* _Selected excerpt_:
PSYC 210 Theories of Social Psychology – 3 credits
This course will study the influence of others, real or imagined, on an individual’s thoughts, emotions, and actions. Topics covered will include social perception and social influence in the context of leadership, conformity, persuasion, aggression, altruism. The course will expose students to theories of social interaction that will be useful in both their academic and career development.
RST 244 Religion and Capitalism – 3 credits
Examines the relationship between religion and capitalism. The course will examine the religious ideals in the context of capitalism; with special emphasis on corporate wealth. The course will focus on Christianity, but other religions will be discussed. Topics will include profit, wealth, poverty, and charity, and economic justice.
RST 289 Comparative Religions – 3 credits
This course surveys the relationship of several religious traditions of the world—Hinduism, Judaism, Buddhism, Taoism, Christianity and Islam, concentrating on their development, belief systems, and practices of today. Special emphasis will be placed on their differences as well as similarities.
SOCY 101 Social Issues – 3 credits
Examines contemporary social issues in the United States using current sociological approaches and theories. Topics include poverty, racism and sexual discrimination, health care, aging, violence, family and community structures, and substance abuse.
SOCY 240 Work and Society – 3 credits
This course studies work from a sociological perspective in the context of the modern American workplace. Topics include career choices, occupational socialization and commitment, issues of gender, race and age discrimination in the workplace, larger social forces that shape the world of work, such as the relationship of work to the economy, and the future of work.

* _Task set_:
a) Answer these questions from the course descriptions above, one line each:
(i) Which religion is the main focus of RST 244?
(ii) Which religious traditions does RST 289 survey?
(iii) In what setting does SOCY 240 study work?
b) For each statement, say yes or no according to the course descriptions above, and quote the words that decide it:
(i) SOCY 101 deals with social issues in the United States.
(ii) RST 244 discusses no religion other than Christianity.
(iii) Altruism is among the topics of PSYC 210.
c) Turn the paragraph in the course descriptions above that begins "This course studies work from a sociological perspective" into a short list, keeping its main facts.

* _Information provided_:

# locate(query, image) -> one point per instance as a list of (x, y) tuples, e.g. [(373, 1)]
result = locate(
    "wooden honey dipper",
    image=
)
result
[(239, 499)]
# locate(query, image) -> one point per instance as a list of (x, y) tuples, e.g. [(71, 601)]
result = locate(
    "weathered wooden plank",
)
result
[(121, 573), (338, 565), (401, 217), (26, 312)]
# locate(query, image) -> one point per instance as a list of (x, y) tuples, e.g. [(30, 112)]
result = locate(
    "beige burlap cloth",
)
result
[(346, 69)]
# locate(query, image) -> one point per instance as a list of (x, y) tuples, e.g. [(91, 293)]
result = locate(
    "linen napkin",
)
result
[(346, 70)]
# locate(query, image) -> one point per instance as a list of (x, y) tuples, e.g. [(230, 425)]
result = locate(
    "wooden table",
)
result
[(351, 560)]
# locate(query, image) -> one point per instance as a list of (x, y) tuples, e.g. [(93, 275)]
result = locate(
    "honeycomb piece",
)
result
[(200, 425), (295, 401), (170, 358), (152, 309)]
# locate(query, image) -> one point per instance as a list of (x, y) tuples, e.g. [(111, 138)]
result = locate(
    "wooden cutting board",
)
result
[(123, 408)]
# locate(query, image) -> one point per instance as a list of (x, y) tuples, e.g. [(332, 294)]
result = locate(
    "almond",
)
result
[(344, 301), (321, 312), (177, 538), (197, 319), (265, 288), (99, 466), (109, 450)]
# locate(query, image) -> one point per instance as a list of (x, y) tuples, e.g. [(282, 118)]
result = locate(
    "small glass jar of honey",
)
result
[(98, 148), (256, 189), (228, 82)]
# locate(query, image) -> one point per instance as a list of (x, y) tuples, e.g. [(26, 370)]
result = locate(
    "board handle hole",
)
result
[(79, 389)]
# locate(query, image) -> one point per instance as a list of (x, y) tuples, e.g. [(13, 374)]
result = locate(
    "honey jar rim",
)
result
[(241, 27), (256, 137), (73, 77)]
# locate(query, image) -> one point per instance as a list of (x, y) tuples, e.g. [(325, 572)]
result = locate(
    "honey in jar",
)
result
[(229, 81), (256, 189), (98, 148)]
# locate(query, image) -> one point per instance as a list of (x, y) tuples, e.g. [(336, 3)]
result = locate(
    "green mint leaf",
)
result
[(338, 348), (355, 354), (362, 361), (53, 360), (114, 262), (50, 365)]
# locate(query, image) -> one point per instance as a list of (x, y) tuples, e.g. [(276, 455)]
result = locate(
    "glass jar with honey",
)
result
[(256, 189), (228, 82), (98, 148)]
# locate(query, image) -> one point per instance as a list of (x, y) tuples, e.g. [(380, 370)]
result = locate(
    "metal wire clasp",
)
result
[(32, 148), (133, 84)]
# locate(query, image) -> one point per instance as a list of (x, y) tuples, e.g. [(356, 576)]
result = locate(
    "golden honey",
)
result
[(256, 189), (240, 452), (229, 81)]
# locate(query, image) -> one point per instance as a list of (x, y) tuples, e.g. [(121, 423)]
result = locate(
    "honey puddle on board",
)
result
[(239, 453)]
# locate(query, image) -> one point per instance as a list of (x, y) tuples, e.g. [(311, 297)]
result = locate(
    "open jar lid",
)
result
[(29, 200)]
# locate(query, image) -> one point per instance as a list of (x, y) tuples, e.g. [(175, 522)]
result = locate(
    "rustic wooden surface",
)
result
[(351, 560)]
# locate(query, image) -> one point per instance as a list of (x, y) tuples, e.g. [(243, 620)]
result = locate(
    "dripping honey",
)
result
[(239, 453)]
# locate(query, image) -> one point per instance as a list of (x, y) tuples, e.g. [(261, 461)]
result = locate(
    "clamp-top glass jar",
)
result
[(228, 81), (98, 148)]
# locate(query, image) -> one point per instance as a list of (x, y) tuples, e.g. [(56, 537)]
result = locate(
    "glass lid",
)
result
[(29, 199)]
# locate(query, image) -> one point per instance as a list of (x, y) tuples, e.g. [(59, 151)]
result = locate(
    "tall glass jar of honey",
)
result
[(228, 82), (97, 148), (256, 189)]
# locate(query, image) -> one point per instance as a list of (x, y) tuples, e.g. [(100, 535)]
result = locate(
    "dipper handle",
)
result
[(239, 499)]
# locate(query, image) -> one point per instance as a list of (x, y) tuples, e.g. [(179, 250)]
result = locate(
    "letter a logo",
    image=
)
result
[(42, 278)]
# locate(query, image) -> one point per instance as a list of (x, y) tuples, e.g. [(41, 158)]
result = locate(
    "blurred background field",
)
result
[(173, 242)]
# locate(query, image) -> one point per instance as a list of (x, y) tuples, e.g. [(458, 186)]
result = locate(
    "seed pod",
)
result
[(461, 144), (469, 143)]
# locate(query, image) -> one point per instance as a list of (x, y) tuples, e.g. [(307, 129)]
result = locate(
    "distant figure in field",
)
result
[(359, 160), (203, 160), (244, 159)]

* _Answers below_:
a)
(i) Christianity.
(ii) Hinduism, Judaism, Buddhism, Taoism, Christianity and Islam.
(iii) The modern American workplace.

b)
(i) Yes: "Examines contemporary social issues in the United States"
(ii) No: "The course will focus on Christianity, but other religions will be discussed."
(iii) Yes: "leadership, conformity, persuasion, aggression, altruism"

c)
- Approach: work from a sociological perspective, set in the modern American workplace
- Topics: career choices
- Topics: occupational socialization and commitment
- Topics: gender, race and age discrimination in the workplace
- Topics: larger social forces that shape work, such as its relationship to the economy
- Topics: the future of work